** start of Page extract **
- Bedrock at night, as seen in the closing credits of the first two seasons of The Flintstones.
- First appearance: "The Flintstone Flyer" September 30, 1960
- Created by: Hanna-Barbera
- Genre: Animated sitcom

In-universe information
- Type: City
- Locations: Slate Rock and Gravel The Loyal Order of Water Buffaloes
- Characters: Fred Flintstone Wilma Flintstone Barney Rubble Betty Rubble Pebbles Flintstone Bamm-Bamm Rubble Dino Baby Puss Hoppy
- Population: 2,500

= Bedrock (The Flintstones) =

Fictional town in The Flintstones

Bedrock is a fictional city from the animated television series The Flintstones. It is the primary setting of The Flintstones where the main characters (the Flintstone family) and their neighbors live.

==Features==
The portrayal of Bedrock's climate varies throughout the series. While the presence of palm trees and cycads suggests a warm climate, there are episodes and movies set at Christmas time that depict snowy scenes. In different portrayals, the areas around Bedrock vary significantly. Sometimes they are shown as desert-like, while other times they appear as tropical or subtropical jungles. For instance, in the opening scenes of the animated movie The Man Called Flintstone, the outskirts are depicted as a lush jungle.
** end of Page extract **
** start of Given material **
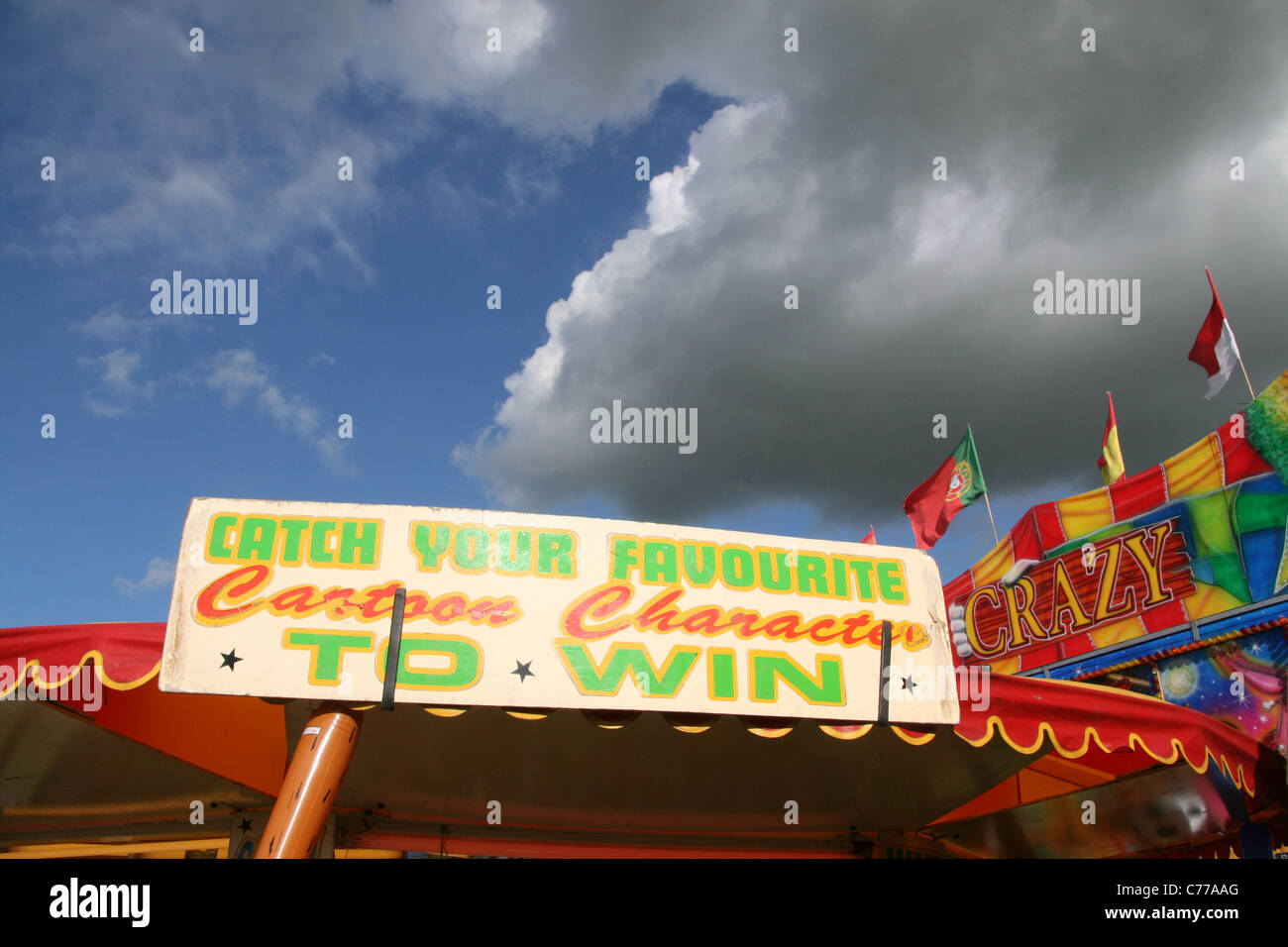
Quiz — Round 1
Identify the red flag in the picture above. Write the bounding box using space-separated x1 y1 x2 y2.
** end of Given material **
**Tasks to carry out**
**a)** In the Bedrock page, which episode marks Bedrock's first appearance, and on what date?
**b)** List every field label in the information section at the top of the Bedrock page.
**c)** Copy the Bedrock page text between "In-universe information" and "their neighbors live.", inclusive.

**Solutions below**
**a)** "The Flintstone Flyer," on September 30, 1960.

**b)** First appearance, Created by, Genre, Type, Locations, Characters, Population

**c)**
In-universe information
- Type: City
- Locations: Slate Rock and Gravel The Loyal Order of Water Buffaloes
- Characters: Fred Flintstone Wilma Flintstone Barney Rubble Betty Rubble Pebbles Flintstone Bamm-Bamm Rubble Dino Baby Puss Hoppy
- Population: 2,500

= Bedrock (The Flintstones) =

Fictional town in The Flintstones

Bedrock is a fictional city from the animated television series The Flintstones. It is the primary setting of The Flintstones where the main characters (the Flintstone family) and their neighbors live.